=== WHAT TO DO ===
Reproduce verbatim the lines of the records below, beginning with the line that contains "Could you spot the green grass" and continuing through the last line of the records.

=== EXCERPTED RECORDS ===
----------

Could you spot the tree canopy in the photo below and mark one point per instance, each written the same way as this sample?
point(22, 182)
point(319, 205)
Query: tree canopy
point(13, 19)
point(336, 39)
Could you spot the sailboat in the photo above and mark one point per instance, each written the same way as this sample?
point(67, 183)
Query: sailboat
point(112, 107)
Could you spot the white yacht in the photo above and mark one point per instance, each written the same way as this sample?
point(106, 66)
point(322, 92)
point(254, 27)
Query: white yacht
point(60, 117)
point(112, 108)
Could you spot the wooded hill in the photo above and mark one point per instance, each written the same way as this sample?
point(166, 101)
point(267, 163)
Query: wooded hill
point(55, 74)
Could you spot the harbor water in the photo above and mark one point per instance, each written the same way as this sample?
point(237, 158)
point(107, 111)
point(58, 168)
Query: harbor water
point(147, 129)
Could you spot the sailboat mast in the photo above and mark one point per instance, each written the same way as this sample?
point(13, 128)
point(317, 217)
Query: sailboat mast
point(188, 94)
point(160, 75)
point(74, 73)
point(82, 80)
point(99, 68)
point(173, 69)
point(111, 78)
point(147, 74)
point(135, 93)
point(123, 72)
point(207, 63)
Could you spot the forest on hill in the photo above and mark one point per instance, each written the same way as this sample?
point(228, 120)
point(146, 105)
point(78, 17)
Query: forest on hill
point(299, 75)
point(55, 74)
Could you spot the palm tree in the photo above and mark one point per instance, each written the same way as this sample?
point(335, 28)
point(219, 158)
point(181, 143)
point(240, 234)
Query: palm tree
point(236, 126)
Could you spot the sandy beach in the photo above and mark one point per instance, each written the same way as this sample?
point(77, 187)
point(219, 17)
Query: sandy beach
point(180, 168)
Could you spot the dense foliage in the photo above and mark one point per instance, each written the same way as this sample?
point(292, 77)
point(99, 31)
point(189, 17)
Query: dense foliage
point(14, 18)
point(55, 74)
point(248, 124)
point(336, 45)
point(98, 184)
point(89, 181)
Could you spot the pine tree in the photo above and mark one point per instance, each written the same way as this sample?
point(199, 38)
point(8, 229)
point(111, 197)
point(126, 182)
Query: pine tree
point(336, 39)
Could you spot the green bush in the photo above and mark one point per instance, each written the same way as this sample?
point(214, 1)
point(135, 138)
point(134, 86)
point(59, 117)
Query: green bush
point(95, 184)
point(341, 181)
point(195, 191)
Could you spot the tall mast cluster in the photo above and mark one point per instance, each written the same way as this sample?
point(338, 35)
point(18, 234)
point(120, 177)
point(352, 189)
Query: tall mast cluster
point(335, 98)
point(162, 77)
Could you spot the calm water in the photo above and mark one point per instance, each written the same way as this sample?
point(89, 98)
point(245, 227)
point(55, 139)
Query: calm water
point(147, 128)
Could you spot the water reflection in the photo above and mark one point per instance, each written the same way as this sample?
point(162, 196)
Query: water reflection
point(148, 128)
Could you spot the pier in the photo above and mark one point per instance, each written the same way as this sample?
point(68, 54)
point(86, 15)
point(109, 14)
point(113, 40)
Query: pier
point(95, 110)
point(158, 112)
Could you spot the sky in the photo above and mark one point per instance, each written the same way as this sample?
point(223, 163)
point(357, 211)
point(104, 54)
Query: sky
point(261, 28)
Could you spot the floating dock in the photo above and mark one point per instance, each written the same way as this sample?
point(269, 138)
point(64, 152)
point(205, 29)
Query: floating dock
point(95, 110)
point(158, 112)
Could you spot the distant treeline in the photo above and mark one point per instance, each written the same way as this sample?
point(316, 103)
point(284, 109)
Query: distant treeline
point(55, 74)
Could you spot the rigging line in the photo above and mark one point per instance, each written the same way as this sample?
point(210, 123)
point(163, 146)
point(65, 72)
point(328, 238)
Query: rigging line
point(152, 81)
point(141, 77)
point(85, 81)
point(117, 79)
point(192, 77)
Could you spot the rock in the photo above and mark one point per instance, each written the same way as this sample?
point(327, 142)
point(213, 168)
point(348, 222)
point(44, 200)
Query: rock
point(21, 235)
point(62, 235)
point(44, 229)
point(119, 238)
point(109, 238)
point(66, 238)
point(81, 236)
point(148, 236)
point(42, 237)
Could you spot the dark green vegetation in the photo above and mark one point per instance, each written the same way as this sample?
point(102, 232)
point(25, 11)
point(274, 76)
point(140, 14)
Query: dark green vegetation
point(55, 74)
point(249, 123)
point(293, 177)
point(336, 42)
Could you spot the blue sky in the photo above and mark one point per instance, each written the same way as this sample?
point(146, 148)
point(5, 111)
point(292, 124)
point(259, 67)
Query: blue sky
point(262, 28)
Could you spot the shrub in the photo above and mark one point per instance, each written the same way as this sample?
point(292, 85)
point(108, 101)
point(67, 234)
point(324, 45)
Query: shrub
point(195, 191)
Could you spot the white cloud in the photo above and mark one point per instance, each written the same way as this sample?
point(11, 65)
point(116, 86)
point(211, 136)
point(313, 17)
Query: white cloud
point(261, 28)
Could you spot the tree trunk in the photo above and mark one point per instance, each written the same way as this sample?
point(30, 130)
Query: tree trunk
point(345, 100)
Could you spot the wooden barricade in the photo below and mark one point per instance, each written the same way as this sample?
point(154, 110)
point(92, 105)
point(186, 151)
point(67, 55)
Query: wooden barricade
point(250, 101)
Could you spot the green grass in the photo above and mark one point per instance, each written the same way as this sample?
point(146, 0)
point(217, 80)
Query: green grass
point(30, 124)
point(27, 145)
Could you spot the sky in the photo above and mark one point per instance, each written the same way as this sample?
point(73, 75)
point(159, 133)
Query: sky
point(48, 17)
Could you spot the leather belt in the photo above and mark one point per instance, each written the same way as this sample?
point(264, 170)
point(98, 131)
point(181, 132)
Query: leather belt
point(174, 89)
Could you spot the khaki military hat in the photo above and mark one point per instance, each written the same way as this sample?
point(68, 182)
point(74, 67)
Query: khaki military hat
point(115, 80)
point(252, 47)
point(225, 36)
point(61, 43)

----------

=== COMPLETE ANSWER ===
Could you spot the green grass in the photo above and mark one point per instance, each written the same way as this sample?
point(146, 0)
point(217, 80)
Query: green grass
point(30, 124)
point(27, 145)
Could you spot the sky in the photo above and mark one point per instance, each written the same way as this sample?
point(73, 75)
point(159, 133)
Query: sky
point(48, 17)
Could you spot the leather belt in the photo above and mark one point per instance, each written the same way as this sample?
point(264, 170)
point(98, 131)
point(181, 132)
Query: leather belt
point(174, 89)
Could you spot the khaki military hat in the photo above and mark one point per instance, each written the same way as this sample?
point(68, 182)
point(74, 67)
Query: khaki military hat
point(115, 80)
point(252, 47)
point(225, 36)
point(61, 43)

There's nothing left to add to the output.